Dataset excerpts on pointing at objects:
— Begin —
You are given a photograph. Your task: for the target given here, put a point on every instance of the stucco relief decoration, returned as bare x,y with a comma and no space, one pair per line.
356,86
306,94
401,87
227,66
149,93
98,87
— End —
Aim of the exercise: Format every row above as a numbered list, omitting blank lines.

Task output:
1. You are given a photograph. Your task: for the target given here, put a point on every instance of the stucco relief decoration, returned as bare x,y with a comma and no space, one pair per line.
2. 356,86
3. 306,94
4. 401,87
5. 227,66
6. 149,93
7. 98,87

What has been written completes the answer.